> WHAT YOU WILL DO:
Please copy, with no word changed, only the run of lines that opens with the line containing "Can you see the muddy" and closes with the last line below.

> MATERIAL SHOWN:
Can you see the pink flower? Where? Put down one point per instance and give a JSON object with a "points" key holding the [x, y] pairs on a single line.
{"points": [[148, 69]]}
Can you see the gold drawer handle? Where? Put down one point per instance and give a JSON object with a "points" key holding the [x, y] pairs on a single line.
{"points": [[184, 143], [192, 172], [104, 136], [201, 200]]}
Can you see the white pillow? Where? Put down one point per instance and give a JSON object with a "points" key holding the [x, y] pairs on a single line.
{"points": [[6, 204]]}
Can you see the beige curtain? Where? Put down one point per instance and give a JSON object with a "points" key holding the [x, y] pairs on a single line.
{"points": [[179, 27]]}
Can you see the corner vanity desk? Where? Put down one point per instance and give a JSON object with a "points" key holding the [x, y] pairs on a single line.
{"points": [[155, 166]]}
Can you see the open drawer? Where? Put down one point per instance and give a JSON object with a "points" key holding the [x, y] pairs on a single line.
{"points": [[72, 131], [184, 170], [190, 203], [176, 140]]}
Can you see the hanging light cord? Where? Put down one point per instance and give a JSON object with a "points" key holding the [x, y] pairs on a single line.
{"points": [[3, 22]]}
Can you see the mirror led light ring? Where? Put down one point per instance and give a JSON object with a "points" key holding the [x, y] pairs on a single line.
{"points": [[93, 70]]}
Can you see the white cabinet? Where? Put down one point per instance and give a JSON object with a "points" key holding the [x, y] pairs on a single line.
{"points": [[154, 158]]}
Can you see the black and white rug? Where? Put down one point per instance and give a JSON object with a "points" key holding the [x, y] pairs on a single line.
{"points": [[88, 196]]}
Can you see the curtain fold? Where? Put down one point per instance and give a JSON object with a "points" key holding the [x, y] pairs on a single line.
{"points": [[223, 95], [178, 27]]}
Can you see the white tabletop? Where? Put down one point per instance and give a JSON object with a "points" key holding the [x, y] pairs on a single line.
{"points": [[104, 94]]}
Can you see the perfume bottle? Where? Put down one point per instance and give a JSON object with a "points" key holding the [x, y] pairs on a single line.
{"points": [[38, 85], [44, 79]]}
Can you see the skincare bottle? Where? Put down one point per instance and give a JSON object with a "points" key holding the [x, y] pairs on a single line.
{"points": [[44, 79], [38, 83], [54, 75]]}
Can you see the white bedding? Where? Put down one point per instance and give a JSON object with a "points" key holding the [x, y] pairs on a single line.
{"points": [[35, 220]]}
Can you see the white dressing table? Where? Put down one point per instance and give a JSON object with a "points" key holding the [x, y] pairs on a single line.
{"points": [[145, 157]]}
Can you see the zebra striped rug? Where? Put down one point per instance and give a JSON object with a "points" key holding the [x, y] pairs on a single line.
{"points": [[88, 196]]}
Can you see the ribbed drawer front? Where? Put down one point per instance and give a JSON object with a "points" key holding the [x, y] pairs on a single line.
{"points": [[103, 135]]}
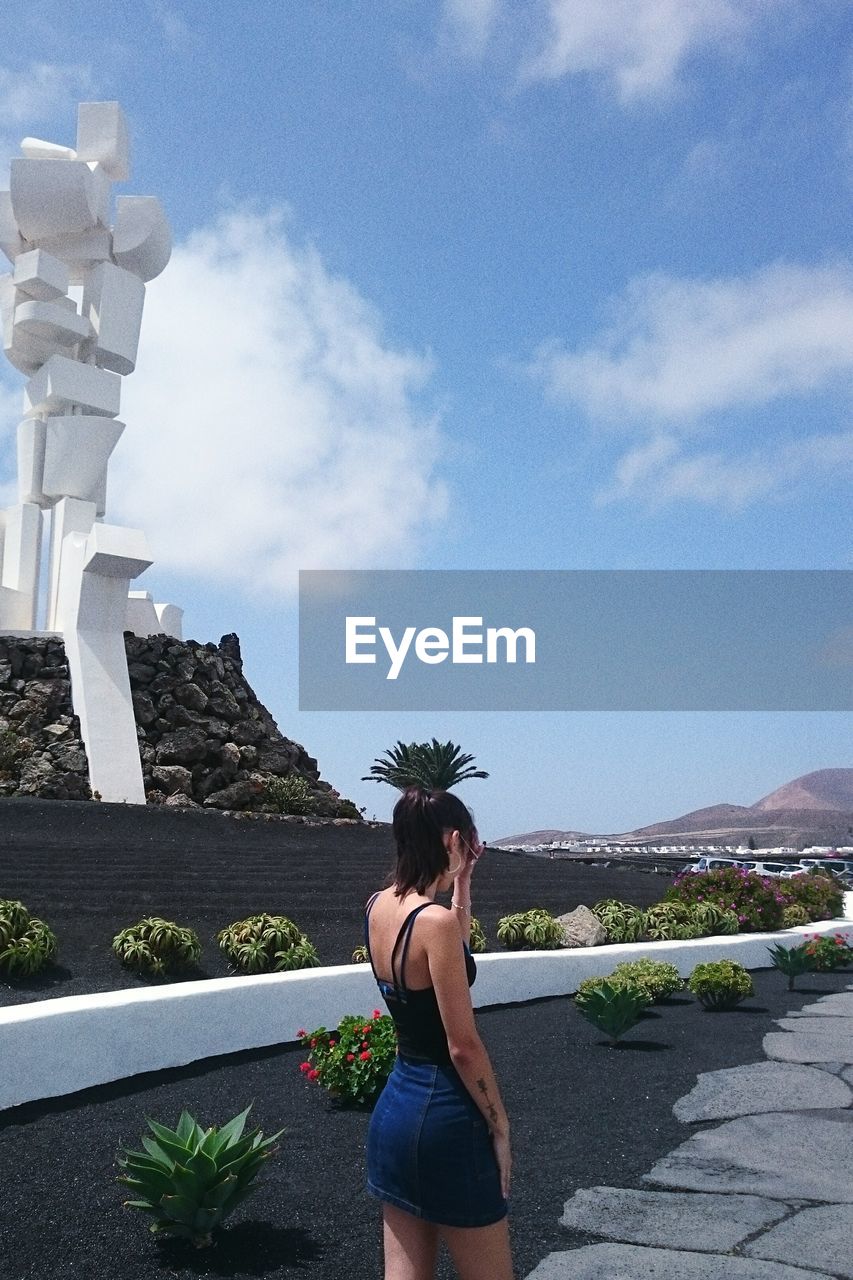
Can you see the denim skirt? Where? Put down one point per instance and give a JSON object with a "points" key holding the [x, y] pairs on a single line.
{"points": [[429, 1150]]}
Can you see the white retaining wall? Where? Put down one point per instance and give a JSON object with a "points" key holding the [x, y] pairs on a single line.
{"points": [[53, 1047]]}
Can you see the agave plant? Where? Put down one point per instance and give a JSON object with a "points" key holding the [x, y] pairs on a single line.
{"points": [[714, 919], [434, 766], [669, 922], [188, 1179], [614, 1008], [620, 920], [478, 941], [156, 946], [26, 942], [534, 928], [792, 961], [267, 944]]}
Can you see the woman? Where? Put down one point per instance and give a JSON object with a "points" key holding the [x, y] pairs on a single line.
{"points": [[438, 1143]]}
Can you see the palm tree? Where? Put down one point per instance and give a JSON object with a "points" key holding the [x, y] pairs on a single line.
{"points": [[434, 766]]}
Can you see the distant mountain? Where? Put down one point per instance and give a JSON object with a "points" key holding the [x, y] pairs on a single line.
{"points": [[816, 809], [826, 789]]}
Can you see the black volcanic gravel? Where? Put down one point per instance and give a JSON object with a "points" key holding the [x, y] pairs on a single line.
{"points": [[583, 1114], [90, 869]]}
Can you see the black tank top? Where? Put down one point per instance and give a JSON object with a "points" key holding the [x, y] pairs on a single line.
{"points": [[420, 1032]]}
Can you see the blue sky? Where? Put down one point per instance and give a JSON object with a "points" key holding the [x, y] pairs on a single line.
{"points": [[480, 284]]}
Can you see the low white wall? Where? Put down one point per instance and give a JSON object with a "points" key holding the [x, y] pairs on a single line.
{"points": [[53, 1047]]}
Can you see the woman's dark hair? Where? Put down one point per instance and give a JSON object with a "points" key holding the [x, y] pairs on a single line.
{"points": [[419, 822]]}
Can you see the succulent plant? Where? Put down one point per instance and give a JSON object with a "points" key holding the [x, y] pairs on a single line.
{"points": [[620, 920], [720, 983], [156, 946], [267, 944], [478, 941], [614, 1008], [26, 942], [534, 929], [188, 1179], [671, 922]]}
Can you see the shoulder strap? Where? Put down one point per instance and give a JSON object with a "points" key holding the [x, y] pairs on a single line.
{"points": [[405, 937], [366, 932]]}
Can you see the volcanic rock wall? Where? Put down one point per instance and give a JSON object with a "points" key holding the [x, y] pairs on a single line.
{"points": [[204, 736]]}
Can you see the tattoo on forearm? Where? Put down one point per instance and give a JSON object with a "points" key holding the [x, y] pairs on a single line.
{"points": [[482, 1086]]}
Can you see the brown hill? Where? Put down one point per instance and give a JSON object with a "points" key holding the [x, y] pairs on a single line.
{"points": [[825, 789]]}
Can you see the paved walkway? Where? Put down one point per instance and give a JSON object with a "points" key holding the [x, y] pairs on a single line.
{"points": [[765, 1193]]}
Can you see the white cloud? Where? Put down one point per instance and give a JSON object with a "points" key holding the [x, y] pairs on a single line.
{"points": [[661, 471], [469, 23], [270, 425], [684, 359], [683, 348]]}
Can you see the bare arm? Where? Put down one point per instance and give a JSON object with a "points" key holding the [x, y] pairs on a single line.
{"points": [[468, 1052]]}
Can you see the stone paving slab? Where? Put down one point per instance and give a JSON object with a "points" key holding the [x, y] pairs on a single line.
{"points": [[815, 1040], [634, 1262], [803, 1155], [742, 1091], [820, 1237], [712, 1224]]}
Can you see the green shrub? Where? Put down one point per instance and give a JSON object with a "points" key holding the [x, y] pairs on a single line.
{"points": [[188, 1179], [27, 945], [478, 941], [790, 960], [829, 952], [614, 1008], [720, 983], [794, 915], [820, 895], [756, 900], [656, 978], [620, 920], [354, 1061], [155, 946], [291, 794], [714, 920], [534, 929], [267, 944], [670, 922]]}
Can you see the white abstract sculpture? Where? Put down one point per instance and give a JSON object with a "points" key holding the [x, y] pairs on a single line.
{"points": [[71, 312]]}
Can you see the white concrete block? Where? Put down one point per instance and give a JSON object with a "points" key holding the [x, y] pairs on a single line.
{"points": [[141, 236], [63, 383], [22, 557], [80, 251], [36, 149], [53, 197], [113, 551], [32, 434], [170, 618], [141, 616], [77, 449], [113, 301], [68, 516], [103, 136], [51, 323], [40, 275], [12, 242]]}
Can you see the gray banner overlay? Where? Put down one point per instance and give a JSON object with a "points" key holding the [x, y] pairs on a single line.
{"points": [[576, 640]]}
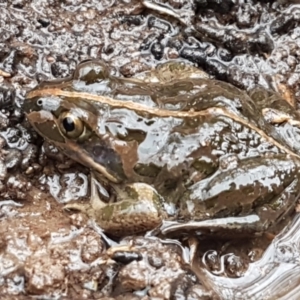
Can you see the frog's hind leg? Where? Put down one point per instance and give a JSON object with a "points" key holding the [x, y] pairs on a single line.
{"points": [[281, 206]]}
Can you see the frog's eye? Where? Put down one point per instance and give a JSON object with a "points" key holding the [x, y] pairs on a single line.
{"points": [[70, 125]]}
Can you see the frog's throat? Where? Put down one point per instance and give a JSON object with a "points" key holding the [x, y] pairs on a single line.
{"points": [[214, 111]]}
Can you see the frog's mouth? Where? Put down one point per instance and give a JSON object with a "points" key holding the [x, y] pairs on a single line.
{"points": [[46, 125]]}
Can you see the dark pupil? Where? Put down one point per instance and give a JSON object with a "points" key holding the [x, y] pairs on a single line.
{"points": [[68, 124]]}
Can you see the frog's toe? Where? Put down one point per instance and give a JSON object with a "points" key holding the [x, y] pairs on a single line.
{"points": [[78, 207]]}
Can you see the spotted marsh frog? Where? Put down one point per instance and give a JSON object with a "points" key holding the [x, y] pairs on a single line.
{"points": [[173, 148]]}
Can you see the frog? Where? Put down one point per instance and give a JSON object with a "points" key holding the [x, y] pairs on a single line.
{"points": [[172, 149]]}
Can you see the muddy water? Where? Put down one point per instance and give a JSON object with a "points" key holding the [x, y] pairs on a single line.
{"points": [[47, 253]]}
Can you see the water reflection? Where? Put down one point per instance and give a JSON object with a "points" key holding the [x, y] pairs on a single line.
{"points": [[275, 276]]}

> EXERCISE RESPONSE:
Can you see the muddy water? Where? Put down one point per instance and give a JSON object with a "points" key holding the [x, y] pairs on a single line.
{"points": [[47, 253]]}
Can you see the water reflection? Where? Put down one point per instance and give a JSON object with a "points" key holding the [x, y] pairs on a single line.
{"points": [[275, 276]]}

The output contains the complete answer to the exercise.